- _Problems_:
a. In the essay on judicial review, which old writ does the author say was lost at some point?
b. Extend the essay on judicial review with a new paragraph that follows its final sentence.

- _Excerpt_:
Challenging the challenges

Judicial review is not meant to happen: officials make decisions because the law says they can, so the law only has a place in enforcing those decisions. Judicial review is there to restrain an official from acting outside his authority. The problem is how to determine the ends of authority, and with judges adding their own conditions on that authority as an excuse to interfere.

The judicial review procedure is not there to second-guess an administrative decision and it is not an appeal against a decision., but in the popular imagination judicial review is becoming just that, and the popular imagination has a tendency to coalesce into expectation, and expectation presses upon the law and affects a judge’s willingness to concede. A corrective is needed.

I like the old forms of writ for their exotic names; the Writ of Certiorari, to quash an action, a Mandamus to compel action, a Prohibition (less exotic) and the one we lost at some point, the Quo Warranto, asking “By what authority…?” They come from the days of petty courts and corporations that needed restraint when they exceeded their rights. Now renamed, those writs hover over the shoulder of every public body trying to get on with its job.

The principle is meant to be that decision-makers make decisions and judges only keep them within their authority – the judge does not rule on the wisdom or benevolence of a decision. I have since this post was first published contributed to a guide for this site, but it is a moving scene: every so often one judge will reassert firmly the principle of non-interference, then another judge will ignore that and blatantly step into the decision-maker’s chair.

- _Information shown_:
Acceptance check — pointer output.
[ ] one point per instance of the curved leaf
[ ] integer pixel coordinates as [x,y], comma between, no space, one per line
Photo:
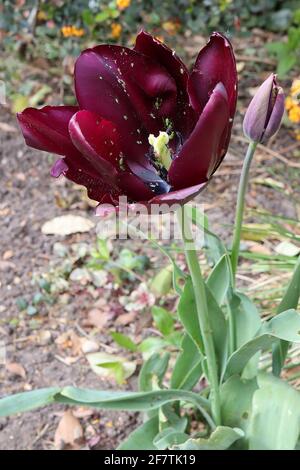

- _Responses to the tasks_:
a. The Quo Warranto, which asks "By what authority…?"

b.
When given an excuse to interfere, some judges will grasp that power for all it is worth, and through use and abuse, the precedent grows up for more intervention.

A big leap was taken in the GCHQ union case in 1986: here for the first time the House of Lords was willing to apply judicial review to an exercise of the Royal Prerogative, which is astounding: it would be quite within the purpose of judicial review to define the limits of the Royal Prerogative and to restrain an act that goes outside it (the Court of King’s Bench was doing that from King James’s time at least) but the Royal Prerogative is not a delegated power with defined purposes and preconditions – it is the remaining sovereign, arbitrary authority of the Crown – and so it cannot be judged on Wednesbury principles like some local council’s licensing function. The review in the CCHQ case failed, but it opened the door and blew a wide hole in the principles that are meant to justify the power of judicial review. We are seeing this in the Supreme Court this week.

The Supreme Court was created to be the final arbitrator on the applicable law at the highest level of commercial contract disputes and grave criminal appeals. At least half its workload at any given time though is wasted in challenges to administrative decisions. The number of asylum and immigration cases alone is staggering – these should never be judicial matters in the first place, let alone take up the time of the highest court in the land. It brings the judicial arm into a place it should not be and poisons expectations and the court’s approach.

To correct this drift? Parliament in principally to blame, from badly worded statutes, and so when there is a parliament again, not this pointless, zombie, parliament we have at present, then it could take a hand. All those Acts of Parliament which grant powers subject to worried conditions, provisos and procedures must be straightened out, which will be a long task. Better education of civil servants which draft the daft Bills would help too. The biggest impact could come from changing the laws on immigration and asylum, to grant absolute authority to the Home Secretary so that her decisions cannot be challenged: it would free the courts up at a stroke.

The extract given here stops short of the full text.